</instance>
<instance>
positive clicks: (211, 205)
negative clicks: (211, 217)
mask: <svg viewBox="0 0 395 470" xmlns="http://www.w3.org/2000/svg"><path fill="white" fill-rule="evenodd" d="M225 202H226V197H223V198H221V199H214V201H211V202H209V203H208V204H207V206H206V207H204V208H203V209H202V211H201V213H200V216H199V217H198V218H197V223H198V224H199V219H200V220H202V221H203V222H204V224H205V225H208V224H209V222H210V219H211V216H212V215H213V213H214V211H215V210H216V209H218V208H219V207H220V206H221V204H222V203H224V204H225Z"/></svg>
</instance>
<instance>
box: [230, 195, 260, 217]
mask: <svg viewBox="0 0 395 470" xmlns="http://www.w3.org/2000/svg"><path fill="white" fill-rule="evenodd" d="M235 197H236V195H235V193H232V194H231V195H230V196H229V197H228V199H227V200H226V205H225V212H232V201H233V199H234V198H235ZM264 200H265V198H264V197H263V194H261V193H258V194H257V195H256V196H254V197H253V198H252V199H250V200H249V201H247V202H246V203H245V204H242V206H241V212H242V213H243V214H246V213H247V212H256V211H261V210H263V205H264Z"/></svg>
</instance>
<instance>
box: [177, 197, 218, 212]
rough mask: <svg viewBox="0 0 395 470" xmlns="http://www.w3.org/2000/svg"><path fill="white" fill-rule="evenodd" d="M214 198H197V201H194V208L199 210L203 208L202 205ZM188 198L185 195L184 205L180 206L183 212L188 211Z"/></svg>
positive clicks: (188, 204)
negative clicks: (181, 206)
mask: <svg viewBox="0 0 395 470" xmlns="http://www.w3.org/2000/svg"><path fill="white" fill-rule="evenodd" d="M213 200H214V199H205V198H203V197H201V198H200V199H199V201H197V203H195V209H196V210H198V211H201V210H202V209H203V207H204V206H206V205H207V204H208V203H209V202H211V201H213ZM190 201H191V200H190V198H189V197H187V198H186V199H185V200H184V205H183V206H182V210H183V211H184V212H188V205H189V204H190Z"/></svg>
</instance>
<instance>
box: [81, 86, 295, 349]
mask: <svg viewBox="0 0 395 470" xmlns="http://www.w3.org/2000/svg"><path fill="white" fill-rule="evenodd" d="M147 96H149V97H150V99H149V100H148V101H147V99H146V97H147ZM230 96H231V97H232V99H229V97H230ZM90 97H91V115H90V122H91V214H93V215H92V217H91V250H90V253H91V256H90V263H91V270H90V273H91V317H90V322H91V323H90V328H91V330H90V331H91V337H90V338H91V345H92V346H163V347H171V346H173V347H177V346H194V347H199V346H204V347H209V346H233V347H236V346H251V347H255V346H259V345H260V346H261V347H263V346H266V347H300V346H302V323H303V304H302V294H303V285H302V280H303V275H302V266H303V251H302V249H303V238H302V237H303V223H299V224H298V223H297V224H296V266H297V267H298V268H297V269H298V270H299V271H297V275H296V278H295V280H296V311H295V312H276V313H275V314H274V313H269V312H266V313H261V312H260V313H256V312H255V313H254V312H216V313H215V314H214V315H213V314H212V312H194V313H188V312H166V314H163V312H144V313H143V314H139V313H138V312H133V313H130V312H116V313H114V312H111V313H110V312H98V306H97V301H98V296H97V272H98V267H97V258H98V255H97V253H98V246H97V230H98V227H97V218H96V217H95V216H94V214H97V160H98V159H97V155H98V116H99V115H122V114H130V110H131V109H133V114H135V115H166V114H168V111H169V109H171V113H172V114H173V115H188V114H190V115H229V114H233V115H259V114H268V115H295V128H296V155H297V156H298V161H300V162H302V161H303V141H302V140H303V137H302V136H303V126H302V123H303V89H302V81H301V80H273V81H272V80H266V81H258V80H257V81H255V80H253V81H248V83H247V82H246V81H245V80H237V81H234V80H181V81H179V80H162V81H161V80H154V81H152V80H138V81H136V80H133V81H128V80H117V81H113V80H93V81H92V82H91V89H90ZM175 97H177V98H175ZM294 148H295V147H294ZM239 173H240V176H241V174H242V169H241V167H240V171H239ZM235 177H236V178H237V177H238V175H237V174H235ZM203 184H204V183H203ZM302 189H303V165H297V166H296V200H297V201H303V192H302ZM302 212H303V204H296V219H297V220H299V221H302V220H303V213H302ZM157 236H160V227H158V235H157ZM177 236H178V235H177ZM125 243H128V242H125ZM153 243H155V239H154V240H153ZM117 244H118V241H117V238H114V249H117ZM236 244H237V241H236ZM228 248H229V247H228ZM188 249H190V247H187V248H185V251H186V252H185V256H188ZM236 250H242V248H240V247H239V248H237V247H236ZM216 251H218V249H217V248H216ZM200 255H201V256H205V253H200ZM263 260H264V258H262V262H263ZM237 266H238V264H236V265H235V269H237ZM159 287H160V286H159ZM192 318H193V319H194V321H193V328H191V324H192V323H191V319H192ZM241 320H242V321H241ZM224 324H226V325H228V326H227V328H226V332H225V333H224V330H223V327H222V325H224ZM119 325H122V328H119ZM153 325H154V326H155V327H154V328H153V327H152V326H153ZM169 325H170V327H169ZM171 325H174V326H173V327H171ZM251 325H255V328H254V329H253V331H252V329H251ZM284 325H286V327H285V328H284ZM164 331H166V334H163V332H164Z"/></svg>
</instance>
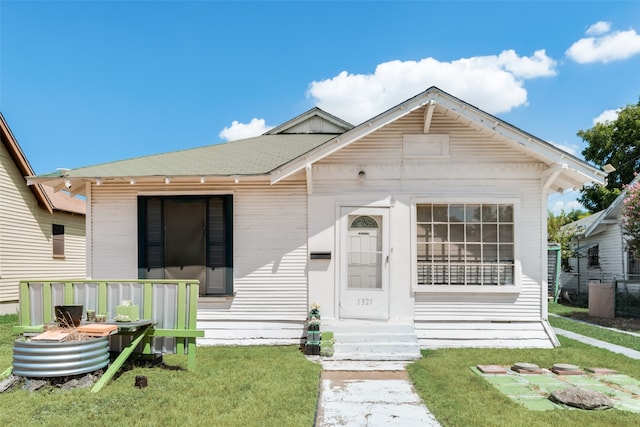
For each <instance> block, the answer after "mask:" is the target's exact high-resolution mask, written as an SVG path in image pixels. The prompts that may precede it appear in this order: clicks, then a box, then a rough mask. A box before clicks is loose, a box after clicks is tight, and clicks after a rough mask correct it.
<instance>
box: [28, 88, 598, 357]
mask: <svg viewBox="0 0 640 427" xmlns="http://www.w3.org/2000/svg"><path fill="white" fill-rule="evenodd" d="M605 176H606V174H605V173H604V172H602V171H600V170H599V169H597V168H595V167H594V166H592V165H589V164H588V163H586V162H584V161H582V160H580V159H578V158H576V157H574V156H571V155H570V154H567V153H566V152H564V151H562V150H560V149H559V148H557V147H555V146H553V145H551V144H549V143H547V142H545V141H543V140H541V139H539V138H536V137H535V136H533V135H531V134H528V133H526V132H524V131H522V130H520V129H518V128H516V127H514V126H512V125H510V124H508V123H506V122H504V121H502V120H500V119H498V118H496V117H494V116H492V115H490V114H487V113H485V112H483V111H481V110H479V109H477V108H475V107H474V106H472V105H470V104H467V103H466V102H464V101H462V100H460V99H458V98H456V97H454V96H452V95H450V94H448V93H446V92H443V91H441V90H440V89H438V88H435V87H432V88H430V89H428V90H426V91H424V92H422V93H420V94H418V95H417V96H415V97H412V98H410V99H408V100H406V101H404V102H402V103H400V104H399V105H397V106H395V107H393V108H391V109H390V110H388V111H386V112H384V113H382V114H380V115H378V116H376V117H373V118H371V119H369V120H367V121H365V122H363V123H362V124H360V125H358V126H352V125H350V124H349V123H347V122H345V121H343V120H340V119H339V118H337V117H335V116H332V115H331V114H328V113H326V112H324V111H322V110H320V109H318V108H314V109H312V110H310V111H308V112H306V113H304V114H302V115H300V116H298V117H296V118H294V119H292V120H290V121H288V122H286V123H284V124H282V125H280V126H278V127H276V128H274V129H272V130H271V131H269V132H267V133H265V134H264V135H261V136H258V137H255V138H248V139H244V140H238V141H233V142H229V143H225V144H217V145H211V146H207V147H200V148H195V149H190V150H183V151H178V152H172V153H165V154H156V155H150V156H146V157H141V158H136V159H130V160H123V161H119V162H112V163H107V164H102V165H96V166H89V167H79V168H76V169H71V170H69V171H64V172H63V173H60V172H55V173H52V174H48V175H41V176H34V177H30V181H31V182H32V183H42V184H45V185H48V186H51V187H54V188H64V186H65V184H67V185H69V186H71V187H72V188H73V189H74V191H80V192H81V193H82V194H84V195H86V197H87V201H88V216H87V218H88V221H87V237H88V243H87V248H88V251H89V252H88V254H87V275H88V276H89V277H90V278H93V279H113V280H116V279H124V280H126V279H137V278H150V279H159V278H173V279H175V278H181V277H182V278H189V279H191V278H197V279H200V284H201V287H200V290H201V292H200V298H199V301H198V324H197V327H198V328H199V329H204V331H205V337H204V338H202V339H199V343H200V344H224V343H230V344H247V343H280V344H286V343H289V344H292V343H298V342H299V340H300V337H301V336H302V333H303V329H304V324H305V319H306V317H307V314H308V310H309V306H310V305H311V304H312V303H318V304H320V305H321V307H322V308H321V312H322V322H323V328H328V329H329V330H331V329H332V328H339V327H340V326H341V325H344V324H352V323H354V322H355V323H357V324H359V325H360V326H361V328H364V330H365V332H366V330H367V328H368V330H369V331H370V332H375V331H377V330H379V329H381V328H383V327H387V326H389V325H402V326H403V327H405V329H404V330H405V331H409V332H410V333H411V334H413V335H414V336H416V338H417V340H419V344H420V346H422V347H423V348H436V347H545V348H549V347H552V346H553V345H557V344H558V342H557V339H556V337H555V335H554V333H553V330H552V328H551V327H550V326H549V324H548V321H547V292H548V289H547V236H546V218H547V210H546V206H547V196H548V195H549V194H551V193H554V192H556V191H558V190H559V189H560V190H563V189H568V188H573V187H580V186H582V185H583V184H585V183H587V182H603V180H604V177H605ZM360 330H363V329H360Z"/></svg>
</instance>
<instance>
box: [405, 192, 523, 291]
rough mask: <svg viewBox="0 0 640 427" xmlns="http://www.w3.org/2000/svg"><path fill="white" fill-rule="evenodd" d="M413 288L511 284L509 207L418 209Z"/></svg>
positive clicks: (509, 206) (484, 204)
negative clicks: (433, 285) (414, 268)
mask: <svg viewBox="0 0 640 427" xmlns="http://www.w3.org/2000/svg"><path fill="white" fill-rule="evenodd" d="M416 237H417V239H416V240H417V270H418V285H447V286H449V285H459V286H465V285H482V286H505V285H514V284H515V281H514V275H515V268H514V265H515V254H514V224H513V205H511V204H498V203H494V204H485V203H482V204H481V203H442V204H435V203H434V204H419V205H417V236H416Z"/></svg>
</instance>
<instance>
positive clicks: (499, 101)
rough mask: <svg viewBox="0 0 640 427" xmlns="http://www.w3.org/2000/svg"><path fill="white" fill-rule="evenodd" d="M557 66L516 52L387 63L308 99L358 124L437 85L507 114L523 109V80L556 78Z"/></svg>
mask: <svg viewBox="0 0 640 427" xmlns="http://www.w3.org/2000/svg"><path fill="white" fill-rule="evenodd" d="M555 65H556V62H555V61H554V60H553V59H551V58H550V57H548V56H547V55H546V53H545V51H544V50H539V51H536V52H535V53H534V55H533V56H530V57H521V56H518V55H517V54H516V52H515V51H513V50H505V51H503V52H502V53H500V55H497V56H496V55H492V56H478V57H472V58H462V59H458V60H455V61H452V62H441V61H438V60H436V59H434V58H425V59H421V60H420V61H398V60H396V61H389V62H384V63H382V64H379V65H378V66H377V67H376V69H375V72H374V73H373V74H349V73H348V72H347V71H342V72H341V73H340V74H338V75H337V76H335V77H332V78H329V79H326V80H321V81H314V82H312V83H311V84H310V86H309V91H308V93H307V95H308V96H309V97H311V98H314V99H315V100H316V105H317V106H318V107H320V108H322V109H324V110H326V111H328V112H330V113H332V114H335V115H336V116H338V117H340V118H343V119H345V120H347V121H350V122H352V123H354V124H359V123H361V122H362V121H363V120H366V119H369V118H371V117H373V116H375V115H377V114H379V113H381V112H383V111H385V110H386V109H388V108H391V107H392V106H394V105H396V104H398V103H400V102H402V101H404V100H405V99H407V98H409V97H410V96H413V95H416V94H417V93H420V92H422V91H423V90H425V89H427V88H428V87H430V86H438V87H439V88H441V89H442V90H445V91H447V92H449V93H451V94H452V95H454V96H457V97H459V98H461V99H464V100H465V101H467V102H469V103H471V104H473V105H475V106H477V107H478V108H481V109H483V110H485V111H487V112H489V113H494V114H495V113H501V112H508V111H510V110H511V109H512V108H514V107H518V106H521V105H525V104H526V102H527V91H526V90H525V89H524V87H523V85H524V80H525V79H532V78H536V77H546V76H553V75H555V68H554V67H555Z"/></svg>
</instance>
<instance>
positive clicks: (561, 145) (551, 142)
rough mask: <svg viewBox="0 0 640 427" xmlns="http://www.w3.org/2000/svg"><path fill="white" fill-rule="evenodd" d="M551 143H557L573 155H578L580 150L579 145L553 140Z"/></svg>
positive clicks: (572, 155)
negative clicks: (567, 143) (556, 141)
mask: <svg viewBox="0 0 640 427" xmlns="http://www.w3.org/2000/svg"><path fill="white" fill-rule="evenodd" d="M551 144H553V145H555V146H556V147H558V148H559V149H561V150H564V151H566V152H567V153H569V154H571V155H572V156H576V155H577V153H578V150H579V147H578V146H577V145H565V144H558V143H555V142H553V141H551Z"/></svg>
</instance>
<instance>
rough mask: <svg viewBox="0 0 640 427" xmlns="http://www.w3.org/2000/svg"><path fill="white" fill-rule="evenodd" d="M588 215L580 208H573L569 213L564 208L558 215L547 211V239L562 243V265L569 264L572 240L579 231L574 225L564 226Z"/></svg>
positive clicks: (572, 249)
mask: <svg viewBox="0 0 640 427" xmlns="http://www.w3.org/2000/svg"><path fill="white" fill-rule="evenodd" d="M588 215H589V214H588V213H586V212H584V211H582V210H580V209H573V210H571V211H570V212H569V213H566V212H565V211H564V209H563V210H562V211H560V213H559V214H558V215H555V214H554V213H553V212H551V211H547V240H548V241H549V242H554V243H559V244H560V257H561V258H562V265H567V260H568V259H569V258H571V255H572V251H573V249H572V248H571V240H572V239H573V237H574V236H575V235H576V233H577V230H576V229H575V228H574V227H564V226H565V225H567V224H570V223H572V222H574V221H577V220H579V219H581V218H584V217H585V216H588Z"/></svg>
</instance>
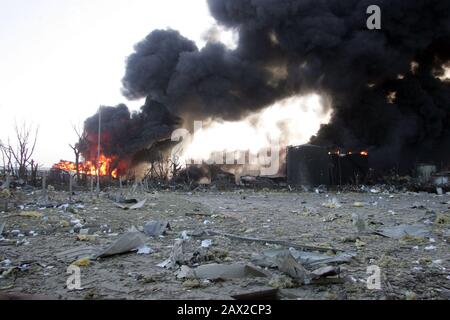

++++++++++++++++++++

* Problem requirements
Print the lines from the very start of the records above through the line containing "negative clicks: (211, 217)", reproducing them character for character.

* Task result
</instance>
<instance>
positive clicks: (211, 205)
negative clicks: (211, 217)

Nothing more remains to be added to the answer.